▸ **WHAT TO PRODUCE**: Copy out every line of the material below word for word, changing nothing.
## Start INFORMATION PROVIDED
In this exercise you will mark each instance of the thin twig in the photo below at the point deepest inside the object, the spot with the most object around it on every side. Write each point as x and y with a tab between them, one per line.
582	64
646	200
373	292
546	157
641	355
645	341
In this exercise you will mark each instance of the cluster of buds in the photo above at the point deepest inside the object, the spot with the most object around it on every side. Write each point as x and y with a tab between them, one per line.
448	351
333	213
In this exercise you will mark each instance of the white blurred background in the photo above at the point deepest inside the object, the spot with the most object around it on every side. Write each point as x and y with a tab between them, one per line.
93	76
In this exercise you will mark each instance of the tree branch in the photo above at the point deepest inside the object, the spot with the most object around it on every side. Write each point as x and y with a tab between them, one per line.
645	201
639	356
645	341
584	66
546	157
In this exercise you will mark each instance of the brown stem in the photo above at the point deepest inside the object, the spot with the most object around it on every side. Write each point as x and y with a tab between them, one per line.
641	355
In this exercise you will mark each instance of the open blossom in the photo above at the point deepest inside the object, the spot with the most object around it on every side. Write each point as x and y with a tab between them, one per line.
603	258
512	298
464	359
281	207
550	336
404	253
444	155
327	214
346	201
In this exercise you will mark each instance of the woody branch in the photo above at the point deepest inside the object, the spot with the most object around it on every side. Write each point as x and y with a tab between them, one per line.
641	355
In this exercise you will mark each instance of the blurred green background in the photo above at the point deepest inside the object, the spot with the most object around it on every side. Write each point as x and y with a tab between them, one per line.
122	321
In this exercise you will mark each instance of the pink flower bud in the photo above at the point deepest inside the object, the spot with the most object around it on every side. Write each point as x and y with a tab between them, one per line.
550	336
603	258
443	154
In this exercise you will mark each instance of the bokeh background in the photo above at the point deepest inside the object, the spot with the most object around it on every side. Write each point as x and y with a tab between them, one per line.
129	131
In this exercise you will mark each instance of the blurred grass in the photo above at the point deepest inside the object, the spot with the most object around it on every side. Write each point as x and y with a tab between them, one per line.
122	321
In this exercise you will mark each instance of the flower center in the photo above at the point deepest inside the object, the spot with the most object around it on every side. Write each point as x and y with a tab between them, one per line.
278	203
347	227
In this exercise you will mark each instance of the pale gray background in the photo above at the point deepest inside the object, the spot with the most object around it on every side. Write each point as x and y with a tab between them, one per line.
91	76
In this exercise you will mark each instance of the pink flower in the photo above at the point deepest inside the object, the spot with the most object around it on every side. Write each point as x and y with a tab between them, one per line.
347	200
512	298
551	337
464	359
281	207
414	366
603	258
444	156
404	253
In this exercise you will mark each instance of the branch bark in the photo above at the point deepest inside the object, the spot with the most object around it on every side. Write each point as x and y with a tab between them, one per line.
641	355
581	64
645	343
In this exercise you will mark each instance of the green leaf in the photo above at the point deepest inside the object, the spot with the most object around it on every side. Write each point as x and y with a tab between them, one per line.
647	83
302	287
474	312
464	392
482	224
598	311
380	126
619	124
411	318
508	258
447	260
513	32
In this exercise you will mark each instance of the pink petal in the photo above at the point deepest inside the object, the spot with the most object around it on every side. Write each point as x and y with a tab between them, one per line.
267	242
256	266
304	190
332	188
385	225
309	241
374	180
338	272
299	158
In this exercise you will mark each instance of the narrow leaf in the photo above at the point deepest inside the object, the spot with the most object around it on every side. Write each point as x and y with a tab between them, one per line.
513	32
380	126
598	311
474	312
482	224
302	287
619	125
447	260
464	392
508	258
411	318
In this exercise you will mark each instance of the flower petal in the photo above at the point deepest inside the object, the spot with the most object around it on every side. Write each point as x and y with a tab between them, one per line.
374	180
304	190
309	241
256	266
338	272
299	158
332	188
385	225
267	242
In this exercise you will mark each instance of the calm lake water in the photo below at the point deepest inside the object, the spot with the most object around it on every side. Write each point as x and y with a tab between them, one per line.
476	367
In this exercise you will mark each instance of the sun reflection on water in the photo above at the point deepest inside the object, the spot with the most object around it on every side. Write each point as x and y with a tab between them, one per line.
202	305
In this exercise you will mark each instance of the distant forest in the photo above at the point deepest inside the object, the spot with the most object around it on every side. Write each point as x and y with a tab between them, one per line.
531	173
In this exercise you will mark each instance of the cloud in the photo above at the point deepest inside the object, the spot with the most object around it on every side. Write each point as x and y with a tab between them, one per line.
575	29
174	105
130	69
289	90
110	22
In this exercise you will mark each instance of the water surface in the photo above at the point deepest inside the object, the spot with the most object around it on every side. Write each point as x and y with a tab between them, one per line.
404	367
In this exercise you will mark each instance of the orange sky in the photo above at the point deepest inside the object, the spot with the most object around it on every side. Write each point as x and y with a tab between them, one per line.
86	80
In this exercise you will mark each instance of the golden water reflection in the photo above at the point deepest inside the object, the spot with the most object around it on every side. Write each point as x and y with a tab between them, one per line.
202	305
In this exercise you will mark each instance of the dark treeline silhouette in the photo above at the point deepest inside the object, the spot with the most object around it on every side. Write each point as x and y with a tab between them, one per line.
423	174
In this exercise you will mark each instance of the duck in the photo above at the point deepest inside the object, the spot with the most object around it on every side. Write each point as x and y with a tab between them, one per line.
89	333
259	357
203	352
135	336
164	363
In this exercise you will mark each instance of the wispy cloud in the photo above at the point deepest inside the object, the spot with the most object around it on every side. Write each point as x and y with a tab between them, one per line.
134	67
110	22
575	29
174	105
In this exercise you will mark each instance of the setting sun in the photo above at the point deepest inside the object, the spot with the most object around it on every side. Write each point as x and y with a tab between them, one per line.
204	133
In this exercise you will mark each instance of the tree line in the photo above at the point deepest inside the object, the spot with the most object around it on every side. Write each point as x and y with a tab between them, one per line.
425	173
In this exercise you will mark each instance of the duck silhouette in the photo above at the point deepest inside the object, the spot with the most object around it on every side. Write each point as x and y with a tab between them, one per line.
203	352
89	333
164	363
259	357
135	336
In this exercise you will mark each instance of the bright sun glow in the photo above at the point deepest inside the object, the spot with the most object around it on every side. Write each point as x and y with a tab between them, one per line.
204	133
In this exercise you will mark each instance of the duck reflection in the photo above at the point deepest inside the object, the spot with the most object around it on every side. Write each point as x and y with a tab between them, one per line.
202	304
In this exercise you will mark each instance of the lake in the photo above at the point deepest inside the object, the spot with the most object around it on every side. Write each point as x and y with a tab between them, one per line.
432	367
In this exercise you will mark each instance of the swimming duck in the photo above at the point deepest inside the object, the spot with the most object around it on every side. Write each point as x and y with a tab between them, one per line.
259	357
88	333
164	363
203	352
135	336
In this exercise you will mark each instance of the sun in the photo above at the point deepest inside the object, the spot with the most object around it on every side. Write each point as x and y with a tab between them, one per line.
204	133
## End INFORMATION PROVIDED
▸ **RESULT**:
In this exercise you will mark each instance of the thin twig in the photo below at the point deepest inside the object, the spot with the most object around it on every side. Write each point as x and y with a tab between them, one per line.
582	64
646	200
373	292
546	157
641	355
645	341
In this exercise you will mark each instance of the cluster of buds in the photo above at the point deepest inside the object, the spot with the most object around it on every side. Write each point as x and y with a tab between them, one per line.
448	351
333	213
In this exercise you will mark each instance of the white blurred background in the photo above at the point deepest inside the object, the spot with the most object around it on every side. Write each point as x and y with a tab between them, one per line.
93	76
In this exercise you will mark each instance of the tree branch in the photo above at the point deepest inside the object, the spot with the most object around it on every side. Write each point as x and y with a tab between them, one per line.
645	201
639	356
645	341
584	66
546	157
In this exercise you will mark each instance of the brown stem in the photo above at the point deepest inside the object, the spot with the most object around it on every side. Write each point as x and y with a tab between them, one per line.
641	355
In this exercise you will mark each instance of the open blossom in the photo above at the point deepest inside the object, the spot with the most object around it on every side. Write each point as x and y with a tab between them, one per line.
603	258
512	298
464	359
281	207
550	336
404	253
444	155
327	214
346	201
In this exercise you will mark each instance of the woody branch in the photo above at the point deepest inside the object, the spot with the most object around it on every side. Write each point as x and y with a tab between them, one per line.
641	355
In this exercise you will mark each instance of the blurred green background in the photo above at the point deepest inside the object, the spot with the most object around it on every side. Write each point as x and y with a tab between them, one per line.
122	321
In this exercise you will mark each instance of the pink flower bud in the photo above at the point deepest inside the object, the spot with the most object around it on every side. Write each point as x and y with a tab between them, one per line.
550	336
603	258
443	154
In this exercise you will mark each instance of the bokeh background in the photo above at the point deepest inside the object, the spot with the most object around it on every side. Write each point as x and y with a tab between them, one per line.
129	131
In this exercise you will mark each instance of the blurred grass in the photo above at the point deepest inside the object, the spot with the most object around it on every side. Write each point as x and y with a tab between them, one per line.
122	321
In this exercise you will mark each instance of the flower center in the photo above at the point deepest inside the object, the spot with the most object around it on every side. Write each point as x and y with a tab between them, one per line.
278	203
347	227
In this exercise you will mark each instance of the pale gray background in the photo above at the point deepest inside the object, the spot with the most object around it on every side. Write each point as x and y with a tab between them, one per line.
91	76
In this exercise you will mark each instance of the pink flower in the photo above at the point deepest inside the object, the spot with the most object around it on every side. Write each point as x and y with a tab between them, one per line.
347	200
512	298
551	337
464	359
281	207
414	366
603	258
444	156
404	253
In this exercise you will mark each instance of the branch bark in the photo above at the point deepest inside the object, the spot with the most object around it on every side. Write each point as x and y with a tab between them, one per line.
641	355
581	64
645	343
In this exercise you will mark each instance of the green leaf in the photo above at the point deepest inside the object, the spot with the most object around it on every side. Write each point as x and y with a tab between them, one per line.
647	83
302	287
474	312
464	392
482	224
598	311
380	126
619	124
411	318
508	258
447	260
513	32
In this exercise you will mark each instance of the pink petal in the photo above at the point deepest inside the object, the spot with the most object around it on every side. Write each point as x and y with a tab between them, one per line.
267	242
256	266
304	190
332	188
385	225
309	241
374	180
338	272
299	158
In this exercise you will mark each instance of the narrow leaf in the photo above at the point deepest inside the object, the spot with the most object around it on every side. Write each point as x and y with a tab between them, one per line.
513	32
380	126
598	311
474	312
482	224
302	287
619	125
447	260
464	392
508	258
411	318
In this exercise you will mark each instance of the flower petal in the photo above at the point deepest inside the object, the spot with the most object around it on every side. Write each point as x and y with a tab between them, one per line.
374	180
304	190
309	241
256	266
338	272
299	158
332	188
385	225
267	242
In this exercise you will mark each instance of the calm lake water in the photo below at the point deepest inside the object, the spot with the most object around it on every side. Write each point as x and y with a tab between them, one per line.
476	367
In this exercise you will mark each instance of the sun reflection on water in the photo above at the point deepest inside the object, the spot with the most object around it on every side. Write each point as x and y with a tab between them, one per line.
202	305
In this exercise you will mark each instance of the distant forest in the photo above at the point deepest inside the object, the spot with the most object around it on every side. Write each point as x and y with a tab between them, one per line.
531	173
In this exercise you will mark each instance of the cloud in the photo above at the point deepest inside the object, the spot with the most object around it on every side. Write each point as x and y with a tab between them, one per line.
575	29
174	105
130	69
289	90
110	22
In this exercise you will mark each instance of the water surface in the photo above at the point deepest inside the object, the spot with the most object around it on every side. Write each point as x and y with a tab between them, one per line.
404	367
In this exercise you will mark each instance of the orange sky in the photo above at the point deepest inside the object, the spot with the most object around it on every side. Write each point as x and y with a tab between them, one per line.
86	80
In this exercise you will mark each instance of the golden water reflection in the photo above at the point deepest inside the object, the spot with the most object around it on every side. Write each point as x and y with a tab between them, one per line.
202	305
In this exercise you will mark each instance of the dark treeline silhouette in the photo above at the point deepest inside the object, the spot with the most object around it on every side. Write each point as x and y with a tab between them, one per line.
423	174
In this exercise you will mark each instance of the duck in the photo above at the point deepest inside the object, the spot with the most object around it on every side. Write each point as x and y with a tab between them, one per line.
89	333
259	357
203	352
135	336
164	363
In this exercise you will mark each instance of the wispy cloud in the photo above at the point deepest inside the object, the spot with the most object around it on every side. Write each point as x and y with a tab between them, one per line.
134	67
110	22
575	29
174	105
In this exercise you will mark each instance of the setting sun in the photo above at the point deepest inside the object, the spot with the most object around it on every side. Write each point as x and y with a tab between them, one per line.
204	133
In this exercise you will mark each instance of the tree line in the photo above at the point deepest inside the object, the spot with the most object around it on every side. Write each point as x and y with a tab between them, one per line.
425	173
In this exercise you will mark each instance of the duck silhouette in the photo above at the point deepest inside the object, the spot with the most object around it on every side. Write each point as x and y with a tab between them, one per line.
203	352
89	333
164	363
259	357
135	336
In this exercise you will mark each instance of the bright sun glow in the photo above at the point deepest inside the object, the spot with the most object around it on every side. Write each point as x and y with a tab between them, one per line.
204	133
In this exercise you will mark each instance of the duck reflection in the photo above at the point deepest inside the object, the spot with the most object around it on every side. Write each point as x and y with a tab between them, one per line.
202	304
In this exercise you will mark each instance of the lake in the photo above at the point deepest inside the object, the spot with the most object around it on every side. Write each point as x and y with a tab between them, one per line.
432	367
In this exercise you will mark each instance of the swimming duck in the photo above at the point deepest inside the object, the spot with the most object around it on every side. Write each point as x and y with a tab between them, one per line.
259	357
88	333
164	363
203	352
135	336
In this exercise you will mark each instance of the sun in the photo above at the point deepest inside the object, the spot with the most object around it on every side. Write each point as x and y with a tab between them, one per line.
204	133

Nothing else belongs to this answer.